Required work:
Gather every line below that contains the string "slope". Treat uppercase and lowercase letters as distinct.

Dataset excerpts on pointing to objects:
____
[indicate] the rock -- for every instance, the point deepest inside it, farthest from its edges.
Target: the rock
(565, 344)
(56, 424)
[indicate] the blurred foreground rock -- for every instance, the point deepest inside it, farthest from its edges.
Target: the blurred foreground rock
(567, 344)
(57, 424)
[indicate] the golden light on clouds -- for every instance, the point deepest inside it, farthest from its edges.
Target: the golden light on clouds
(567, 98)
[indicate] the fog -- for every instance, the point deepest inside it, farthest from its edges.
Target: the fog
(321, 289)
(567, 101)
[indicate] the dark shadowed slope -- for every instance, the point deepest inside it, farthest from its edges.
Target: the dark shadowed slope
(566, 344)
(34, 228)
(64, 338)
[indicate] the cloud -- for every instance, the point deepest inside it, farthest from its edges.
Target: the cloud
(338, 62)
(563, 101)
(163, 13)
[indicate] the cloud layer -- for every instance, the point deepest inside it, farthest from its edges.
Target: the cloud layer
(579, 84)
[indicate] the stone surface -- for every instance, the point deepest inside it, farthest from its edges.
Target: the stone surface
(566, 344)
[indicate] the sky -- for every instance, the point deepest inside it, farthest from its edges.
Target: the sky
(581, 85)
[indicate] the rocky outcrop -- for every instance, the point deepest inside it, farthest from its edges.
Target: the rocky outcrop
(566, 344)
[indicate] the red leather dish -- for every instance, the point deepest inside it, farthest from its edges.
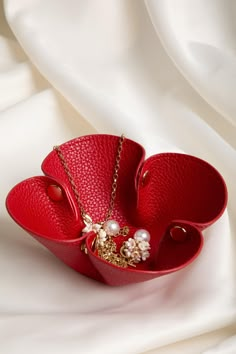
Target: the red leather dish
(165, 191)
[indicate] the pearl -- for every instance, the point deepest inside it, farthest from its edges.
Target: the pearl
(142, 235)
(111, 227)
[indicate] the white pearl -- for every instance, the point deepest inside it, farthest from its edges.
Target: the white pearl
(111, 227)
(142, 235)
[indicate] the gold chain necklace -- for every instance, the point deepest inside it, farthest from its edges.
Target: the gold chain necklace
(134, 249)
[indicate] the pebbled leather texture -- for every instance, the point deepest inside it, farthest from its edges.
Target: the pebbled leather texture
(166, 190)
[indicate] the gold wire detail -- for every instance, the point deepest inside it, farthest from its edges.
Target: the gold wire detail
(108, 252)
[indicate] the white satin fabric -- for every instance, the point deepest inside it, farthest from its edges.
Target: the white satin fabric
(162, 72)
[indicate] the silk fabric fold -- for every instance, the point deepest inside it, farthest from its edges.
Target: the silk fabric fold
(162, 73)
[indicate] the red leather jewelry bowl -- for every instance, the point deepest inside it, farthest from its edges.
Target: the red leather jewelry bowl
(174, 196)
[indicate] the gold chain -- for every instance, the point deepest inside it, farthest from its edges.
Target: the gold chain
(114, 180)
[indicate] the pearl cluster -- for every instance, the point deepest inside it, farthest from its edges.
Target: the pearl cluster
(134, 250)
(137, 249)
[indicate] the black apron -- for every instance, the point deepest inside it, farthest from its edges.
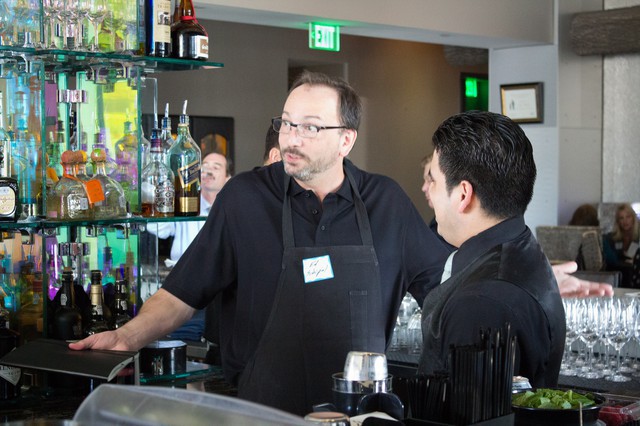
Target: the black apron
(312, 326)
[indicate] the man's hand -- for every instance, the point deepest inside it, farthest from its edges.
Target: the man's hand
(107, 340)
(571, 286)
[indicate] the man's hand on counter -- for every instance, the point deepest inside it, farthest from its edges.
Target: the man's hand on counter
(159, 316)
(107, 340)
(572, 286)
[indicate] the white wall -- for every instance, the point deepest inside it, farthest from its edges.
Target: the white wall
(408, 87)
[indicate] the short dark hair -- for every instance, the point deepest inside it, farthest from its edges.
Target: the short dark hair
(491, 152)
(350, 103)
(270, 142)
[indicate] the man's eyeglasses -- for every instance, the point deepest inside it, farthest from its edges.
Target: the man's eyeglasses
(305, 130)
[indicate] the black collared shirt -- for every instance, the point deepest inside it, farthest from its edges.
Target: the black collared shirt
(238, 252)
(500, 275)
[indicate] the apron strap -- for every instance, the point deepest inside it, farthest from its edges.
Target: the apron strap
____
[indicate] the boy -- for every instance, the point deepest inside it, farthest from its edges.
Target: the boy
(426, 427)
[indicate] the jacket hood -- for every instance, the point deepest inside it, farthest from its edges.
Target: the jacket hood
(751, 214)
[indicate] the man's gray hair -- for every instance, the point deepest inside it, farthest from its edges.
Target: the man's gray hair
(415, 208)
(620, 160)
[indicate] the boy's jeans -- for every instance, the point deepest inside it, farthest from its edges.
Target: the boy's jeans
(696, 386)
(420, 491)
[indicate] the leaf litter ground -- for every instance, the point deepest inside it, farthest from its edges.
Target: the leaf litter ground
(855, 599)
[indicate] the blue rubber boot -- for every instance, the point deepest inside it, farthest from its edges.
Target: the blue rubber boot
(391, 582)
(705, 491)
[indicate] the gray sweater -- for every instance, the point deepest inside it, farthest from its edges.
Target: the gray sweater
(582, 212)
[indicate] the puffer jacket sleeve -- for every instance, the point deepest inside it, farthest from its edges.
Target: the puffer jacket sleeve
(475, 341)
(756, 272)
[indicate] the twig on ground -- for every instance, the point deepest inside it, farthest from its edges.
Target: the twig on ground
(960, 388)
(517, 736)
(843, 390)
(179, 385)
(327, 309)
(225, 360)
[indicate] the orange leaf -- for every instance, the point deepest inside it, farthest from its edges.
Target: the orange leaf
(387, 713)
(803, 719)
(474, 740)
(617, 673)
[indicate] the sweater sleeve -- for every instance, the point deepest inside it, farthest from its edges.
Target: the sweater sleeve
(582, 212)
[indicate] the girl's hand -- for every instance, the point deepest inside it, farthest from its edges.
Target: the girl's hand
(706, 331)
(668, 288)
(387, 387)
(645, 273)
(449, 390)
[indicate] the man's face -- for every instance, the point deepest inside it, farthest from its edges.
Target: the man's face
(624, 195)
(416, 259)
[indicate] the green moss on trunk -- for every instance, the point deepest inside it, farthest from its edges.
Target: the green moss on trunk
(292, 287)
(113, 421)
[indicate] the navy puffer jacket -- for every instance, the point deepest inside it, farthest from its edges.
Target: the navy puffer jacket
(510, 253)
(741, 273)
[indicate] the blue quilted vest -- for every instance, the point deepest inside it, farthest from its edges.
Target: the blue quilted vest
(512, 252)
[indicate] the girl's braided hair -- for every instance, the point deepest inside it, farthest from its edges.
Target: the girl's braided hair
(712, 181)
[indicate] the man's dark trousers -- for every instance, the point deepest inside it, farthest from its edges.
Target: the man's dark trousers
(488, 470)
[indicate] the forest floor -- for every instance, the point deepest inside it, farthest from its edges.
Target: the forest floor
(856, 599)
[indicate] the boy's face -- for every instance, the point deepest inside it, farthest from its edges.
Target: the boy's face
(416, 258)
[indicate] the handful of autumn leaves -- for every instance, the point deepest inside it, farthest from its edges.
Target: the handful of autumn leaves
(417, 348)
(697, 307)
____
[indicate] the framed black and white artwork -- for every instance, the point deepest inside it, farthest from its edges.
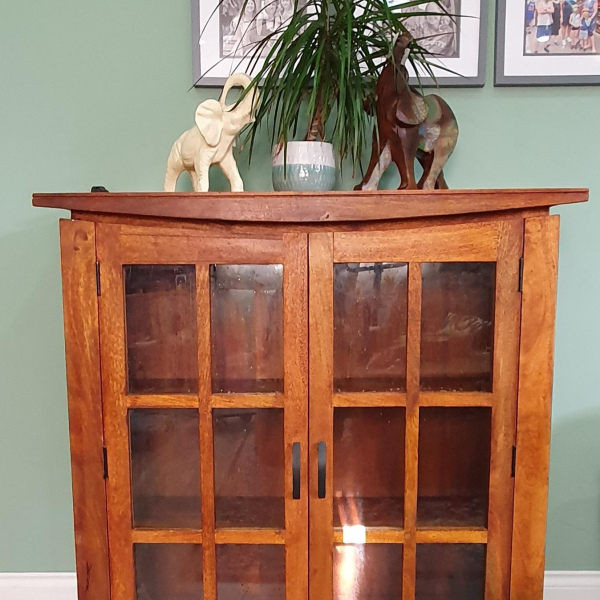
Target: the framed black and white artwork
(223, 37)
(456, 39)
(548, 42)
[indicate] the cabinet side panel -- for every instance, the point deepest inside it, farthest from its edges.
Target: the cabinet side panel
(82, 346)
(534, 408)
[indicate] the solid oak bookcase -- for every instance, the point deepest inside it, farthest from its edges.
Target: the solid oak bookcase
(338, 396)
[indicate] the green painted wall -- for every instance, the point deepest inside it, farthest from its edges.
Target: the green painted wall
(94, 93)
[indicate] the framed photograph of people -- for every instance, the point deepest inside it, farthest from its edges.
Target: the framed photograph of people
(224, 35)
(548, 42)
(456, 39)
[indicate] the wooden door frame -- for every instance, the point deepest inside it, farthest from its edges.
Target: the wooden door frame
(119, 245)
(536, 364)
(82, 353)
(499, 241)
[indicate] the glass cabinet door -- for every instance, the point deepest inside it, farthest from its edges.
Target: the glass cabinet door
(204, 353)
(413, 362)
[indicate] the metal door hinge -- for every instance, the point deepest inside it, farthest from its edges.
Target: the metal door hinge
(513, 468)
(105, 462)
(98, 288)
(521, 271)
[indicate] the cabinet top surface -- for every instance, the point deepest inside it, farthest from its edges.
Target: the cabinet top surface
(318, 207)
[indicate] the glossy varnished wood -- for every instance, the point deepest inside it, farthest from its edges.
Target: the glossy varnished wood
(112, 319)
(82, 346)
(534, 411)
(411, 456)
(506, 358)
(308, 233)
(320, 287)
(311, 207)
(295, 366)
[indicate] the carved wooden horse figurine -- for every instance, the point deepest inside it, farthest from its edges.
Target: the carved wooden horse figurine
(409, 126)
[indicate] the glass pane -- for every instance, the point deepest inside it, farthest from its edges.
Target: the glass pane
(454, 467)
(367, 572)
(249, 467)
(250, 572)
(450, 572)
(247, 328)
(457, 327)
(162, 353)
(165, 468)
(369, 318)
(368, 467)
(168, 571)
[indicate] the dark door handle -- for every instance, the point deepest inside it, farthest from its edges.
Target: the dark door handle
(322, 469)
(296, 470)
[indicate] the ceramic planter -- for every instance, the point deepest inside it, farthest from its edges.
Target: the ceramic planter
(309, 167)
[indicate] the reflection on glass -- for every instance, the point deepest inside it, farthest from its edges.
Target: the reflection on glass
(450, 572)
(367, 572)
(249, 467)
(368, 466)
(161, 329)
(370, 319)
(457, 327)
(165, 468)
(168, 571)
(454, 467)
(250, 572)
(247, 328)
____
Complete response:
[indicate] the dark shadowed slope -- for every instance, the point deepest inside it, farthest from its edges.
Target: the dark shadowed slope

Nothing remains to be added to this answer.